- **Task instructions**: With the pictures left out, write out the records verbatim.

Collected data:
————————
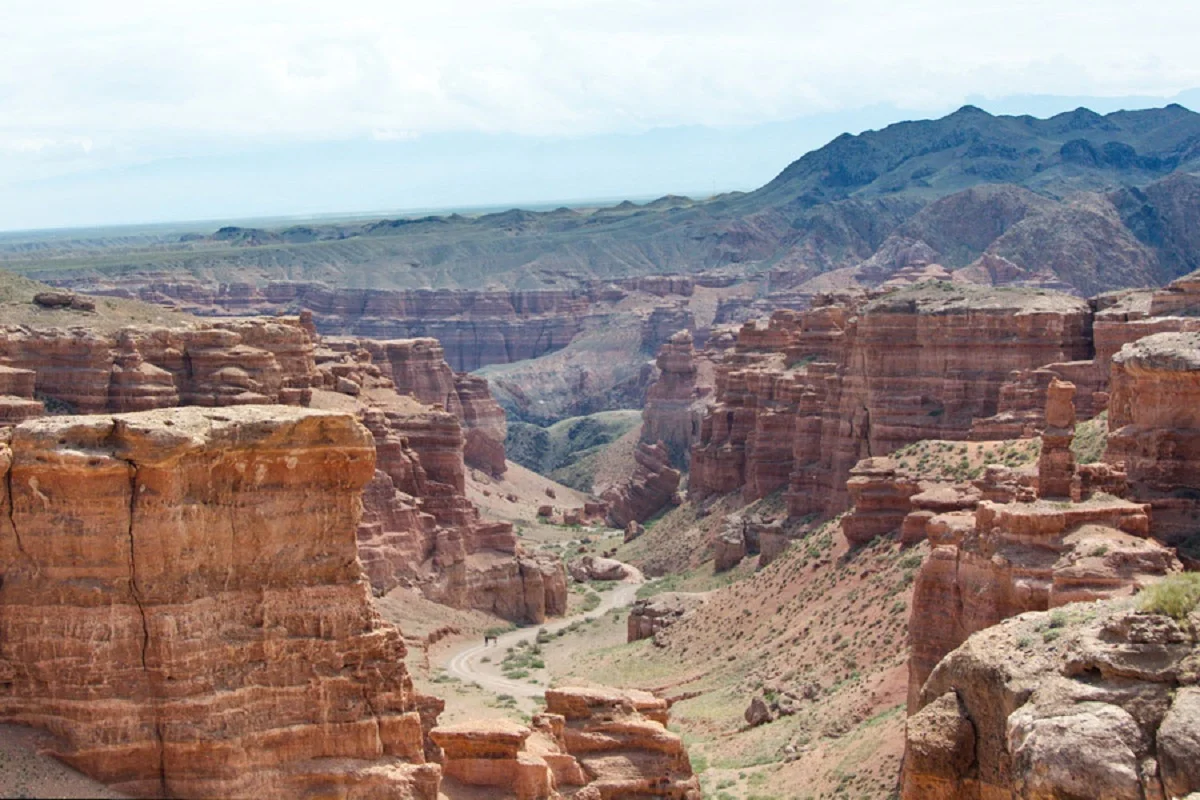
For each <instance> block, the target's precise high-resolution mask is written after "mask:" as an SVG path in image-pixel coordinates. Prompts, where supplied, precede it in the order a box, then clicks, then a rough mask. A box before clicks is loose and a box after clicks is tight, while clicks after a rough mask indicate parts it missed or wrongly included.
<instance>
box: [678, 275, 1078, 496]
mask: <svg viewBox="0 0 1200 800" xmlns="http://www.w3.org/2000/svg"><path fill="white" fill-rule="evenodd" d="M814 303H815V306H816V308H814V311H811V312H800V313H797V312H779V313H776V314H775V315H774V317H773V318H772V321H770V324H769V326H768V327H767V329H764V330H763V329H760V327H757V326H755V325H752V324H749V325H746V326H744V327H743V330H742V332H740V333H739V335H738V345H737V348H736V351H734V354H733V356H731V357H727V359H726V361H725V363H722V365H721V367H720V368H719V372H718V379H716V391H715V401H716V402H715V405H714V407H713V409H712V411H710V413H709V414H708V415H707V416H706V417H704V421H703V426H702V429H701V441H700V444H697V445H696V447H695V449H694V452H692V474H691V481H690V483H689V492H690V493H691V494H692V495H694V497H698V498H703V497H706V495H708V494H716V493H724V492H730V491H733V489H737V488H743V492H744V494H745V497H746V499H748V500H750V499H756V498H760V497H763V495H766V494H768V493H769V492H772V491H774V489H776V488H781V487H785V486H786V487H787V489H788V492H787V498H788V510H790V512H791V513H792V515H793V516H804V515H808V513H814V512H816V513H835V512H838V511H840V510H842V509H845V507H846V504H847V499H848V498H847V494H846V479H847V477H848V474H850V470H851V468H852V467H853V465H854V464H856V463H857V462H858V461H859V459H860V458H864V457H868V456H877V455H886V453H888V452H892V451H893V450H895V449H898V447H900V446H902V445H906V444H910V443H913V441H918V440H920V439H966V438H967V437H968V435H970V434H971V427H972V422H973V421H974V420H976V419H977V417H988V416H992V415H995V414H996V413H997V409H998V403H1000V392H1001V386H1002V385H1003V384H1004V381H1006V379H1007V378H1008V377H1009V373H1010V372H1013V371H1015V369H1027V368H1032V367H1037V366H1040V365H1044V363H1050V362H1061V361H1074V360H1080V359H1084V357H1087V356H1090V355H1091V312H1090V308H1088V306H1087V303H1086V302H1084V301H1081V300H1076V299H1074V297H1068V296H1066V295H1057V294H1054V293H1044V291H1034V290H985V289H977V288H967V287H959V285H952V284H947V283H932V284H923V285H918V287H914V288H911V289H901V290H899V291H895V293H892V294H888V295H884V296H883V297H881V299H878V300H875V301H870V302H868V301H865V300H864V299H862V297H858V299H856V297H847V299H833V297H818V299H815V301H814Z"/></svg>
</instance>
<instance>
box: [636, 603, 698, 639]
————————
- **Solution to this task**:
For each <instance> block, the target's precise high-resolution mask is written after "mask:" as an SVG path in image-pixel coordinates. Prompts, where supplied, precede it in the order a box, then clicks, then a rough mask. A box before clicks is loose and a box after clicks is tight, while clicks after a rough mask indicate parts it missed or wrongly included.
<instance>
box: [678, 275, 1078, 496]
mask: <svg viewBox="0 0 1200 800" xmlns="http://www.w3.org/2000/svg"><path fill="white" fill-rule="evenodd" d="M814 303H815V306H816V308H814V311H811V312H800V313H797V312H779V313H776V314H775V315H774V317H773V318H772V321H770V324H769V326H768V327H767V329H764V330H763V329H760V327H757V326H755V325H752V324H749V325H746V326H744V327H743V330H742V332H740V333H739V335H738V345H737V348H736V351H734V354H733V356H731V357H727V359H726V361H725V363H722V365H721V367H720V368H719V372H718V379H716V391H715V401H716V402H715V405H714V407H713V409H712V411H710V413H709V414H708V415H707V416H706V417H704V421H703V426H702V429H701V441H700V444H697V445H696V447H695V449H694V452H692V474H691V481H690V483H689V492H690V493H691V494H692V495H694V497H698V498H703V497H706V495H708V494H716V493H724V492H730V491H733V489H737V488H743V492H744V494H745V497H746V499H748V500H750V499H756V498H760V497H763V495H766V494H768V493H769V492H772V491H774V489H776V488H781V487H785V486H786V487H787V489H788V492H787V498H788V510H790V512H791V513H792V515H793V516H804V515H808V513H814V512H816V513H835V512H838V511H840V510H842V509H845V507H846V504H847V499H848V498H847V494H846V479H847V477H848V474H850V470H851V468H852V467H853V465H854V464H856V463H857V462H858V461H859V459H860V458H864V457H868V456H877V455H886V453H888V452H892V451H893V450H895V449H898V447H900V446H902V445H906V444H910V443H913V441H918V440H920V439H966V438H967V437H968V435H970V434H971V427H972V422H973V421H974V420H976V419H977V417H988V416H992V415H995V414H996V413H997V409H998V403H1000V392H1001V386H1002V385H1003V384H1004V381H1006V379H1007V378H1008V377H1009V373H1010V372H1013V371H1015V369H1027V368H1032V367H1037V366H1040V365H1044V363H1050V362H1061V361H1074V360H1080V359H1084V357H1087V356H1090V355H1091V312H1090V308H1088V306H1087V303H1086V302H1084V301H1081V300H1076V299H1074V297H1068V296H1066V295H1057V294H1054V293H1044V291H1034V290H985V289H977V288H967V287H959V285H952V284H947V283H932V284H923V285H918V287H914V288H911V289H901V290H899V291H895V293H892V294H888V295H884V296H883V297H881V299H878V300H875V301H870V302H868V301H865V300H864V299H862V297H858V299H856V297H847V299H833V297H818V299H815V301H814Z"/></svg>
</instance>
<instance>
box: [636, 603, 698, 639]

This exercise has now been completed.